SUPPLIED RECORDS: Begin

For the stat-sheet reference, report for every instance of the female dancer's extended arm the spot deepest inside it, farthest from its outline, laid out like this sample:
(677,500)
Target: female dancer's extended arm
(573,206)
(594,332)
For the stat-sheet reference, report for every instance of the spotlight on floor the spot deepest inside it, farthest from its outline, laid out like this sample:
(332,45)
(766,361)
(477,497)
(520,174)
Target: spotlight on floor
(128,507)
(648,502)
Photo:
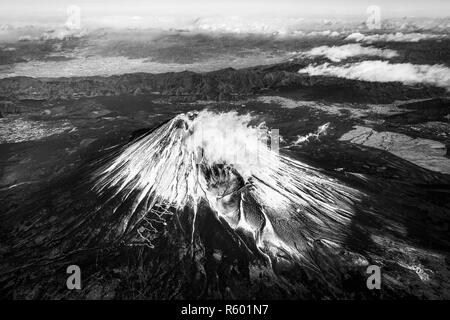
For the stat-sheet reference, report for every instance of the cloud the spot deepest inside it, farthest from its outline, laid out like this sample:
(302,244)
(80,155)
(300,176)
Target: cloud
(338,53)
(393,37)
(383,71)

SUPPLIED RECORDS: End
SUPPLIED RECORDS: Begin

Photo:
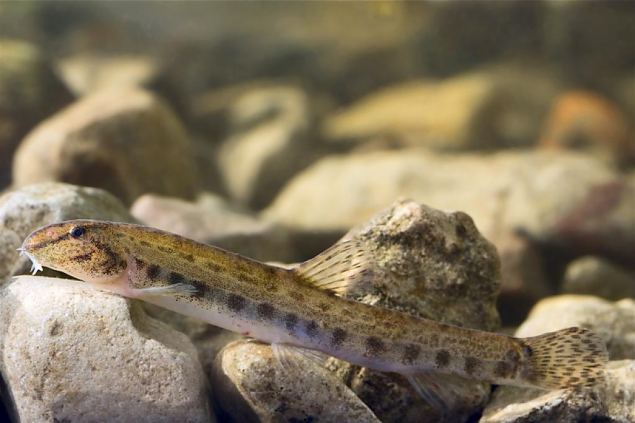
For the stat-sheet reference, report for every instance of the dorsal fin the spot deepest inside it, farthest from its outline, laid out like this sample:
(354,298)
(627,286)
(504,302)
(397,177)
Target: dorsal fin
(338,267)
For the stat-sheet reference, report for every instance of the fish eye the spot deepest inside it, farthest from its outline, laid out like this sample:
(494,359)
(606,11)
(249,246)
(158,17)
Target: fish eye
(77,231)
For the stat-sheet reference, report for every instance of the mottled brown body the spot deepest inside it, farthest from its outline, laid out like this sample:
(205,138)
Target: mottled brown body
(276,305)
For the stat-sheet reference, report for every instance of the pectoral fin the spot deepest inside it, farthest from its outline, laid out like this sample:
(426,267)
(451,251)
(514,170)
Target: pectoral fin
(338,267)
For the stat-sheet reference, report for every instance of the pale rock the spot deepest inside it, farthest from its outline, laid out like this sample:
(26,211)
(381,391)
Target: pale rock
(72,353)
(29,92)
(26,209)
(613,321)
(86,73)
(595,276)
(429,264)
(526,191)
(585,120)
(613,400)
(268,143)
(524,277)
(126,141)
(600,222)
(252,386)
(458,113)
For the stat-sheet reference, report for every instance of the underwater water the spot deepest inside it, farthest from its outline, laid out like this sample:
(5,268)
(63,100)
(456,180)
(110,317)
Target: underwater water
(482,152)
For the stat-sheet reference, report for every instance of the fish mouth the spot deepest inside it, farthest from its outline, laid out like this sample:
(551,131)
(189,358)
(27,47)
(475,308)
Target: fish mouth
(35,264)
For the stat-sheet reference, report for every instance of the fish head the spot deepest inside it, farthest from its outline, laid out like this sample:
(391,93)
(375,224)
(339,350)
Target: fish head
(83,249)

SUPPLIED RECORDS: End

TASK STATEMENT >> Report the count, and only the count, of lines in the records above that contain "this".

COMPLETED TASK >> 11